Fine did not reply, but it is clear that there were some back-channel discussions, which culminated in Borini asking Fine to step down as author, which Fine graciously accommodated. In a later posting, Fine seems to indicate that he will be working on a separate PEP to address the inconsistencies he sees in handling keyword arguments between PEP 637 and the existing function call syntax (among other things).

That is where things stand at this point. This incarnation of the discussion has been sprawling, with multiple mega-threads spread out over four months or so. As noted, it is far from the first time it has come up, but it would seem that we are approaching closure of some sort on the idea. Since PEP 472 died from lack of attention, some additional use cases have come to light, and the idea has been ever more thoroughly dissected and discussed. It would seem likely that either some PEP will be accepted (637 or one from Fine) or they will all be rejected and the idea can be put to rest for good. Stay tuned ...

Comments (9 posted)

Constant-action bitmaps for seccomp()

By Jonathan Corbet
October 22, 2020

The seccomp() system call allows user space to load one or more (classic) BPF programs to be run whenever the calling process invokes a system call. Those programs can examine (to an extent) the arguments to each call and inform the kernel whether the call should be allowed to proceed or not. This feature is used in a number of containerization solutions (and beyond) as a way of reducing the kernel's attack surface. In some situations, though, using seccomp() can result in a significant performance reduction. There are currently two patch sets in circulation that are aimed at reducing the overhead of seccomp() for one common use case.

The argument-inspection feature of seccomp() is useful in a number of settings; it can, for example, block a write() call to any file descriptor other than the standard output. But many real-world use cases do not take advantage of this capability; instead, they make decisions based only on which system call is being invoked while paying no attention to the arguments to those calls. It turns out that the BPF mechanism is far from optimal for this case, which must be implemented as a long series of comparisons against the system-call number. The overhead of these comparisons can be reduced by using smarter algorithms (checking for the most commonly used system calls first, for example), but there are limits to how fast it can be. This overhead makes every system call slower.

Much of this work is wasted. If a seccomp() configuration of this type allows read() once, it will allow it every time, but the kernel must work it out the hard way each time regardless. If there were some way of knowing that a given seccomp() filter program allows or denies specific system calls without looking at their arguments, it would be possible to implement those decisions much more quickly.

Optimizing `seccomp()`

In June, Kees Cook posted a patch implementing this sort of optimization. It creates three bitmaps (called allow, kill_thread, and kill_process) within a process; they are indexed by the system-call number. When a system call is intercepted by seccomp(), the associated number is used to consult those bitmaps; if the relevant bit is set in a bitmap, the associated action is taken without ever actually running the BPF program. Thus, the bits for always-allowed system calls can be set in the allow bitmap; they will then execute far more quickly.

The trick is setting those bits in the first place. Cook's patch set works by actually executing the loaded BPF program(s) at load time for every supported system call and watching what happens. If, for a given system call, the BPF code does not access the system-call arguments, the kernel can conclude that the result will always be the same for that call and set a bit in the appropriate bitmap. If, instead, the arguments are accessed, the bit for that system call is cleared in all bitmaps; the BPF program will thus be executed on every invocation of that call.

+ + + +

THE TASKS:
[A] According to the passage, what are the names of the three bitmaps that Kees Cook's patch creates?
[B] Please copy everything in the passage from "By Jonathan Corbet" down to "common use case.", word for word.

INFORMATION PROVIDED:
+ + + +

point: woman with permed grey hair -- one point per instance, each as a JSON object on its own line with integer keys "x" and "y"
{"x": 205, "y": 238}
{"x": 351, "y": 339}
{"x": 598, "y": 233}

+ + + +

ANSWERS TO THE TASKS:
[A] allow, kill_thread, and kill_process

[B]
By Jonathan Corbet
October 22, 2020

The seccomp() system call allows user space to load one or more (classic) BPF programs to be run whenever the calling process invokes a system call. Those programs can examine (to an extent) the arguments to each call and inform the kernel whether the call should be allowed to proceed or not. This feature is used in a number of containerization solutions (and beyond) as a way of reducing the kernel's attack surface. In some situations, though, using seccomp() can result in a significant performance reduction. There are currently two patch sets in circulation that are aimed at reducing the overhead of seccomp() for one common use case.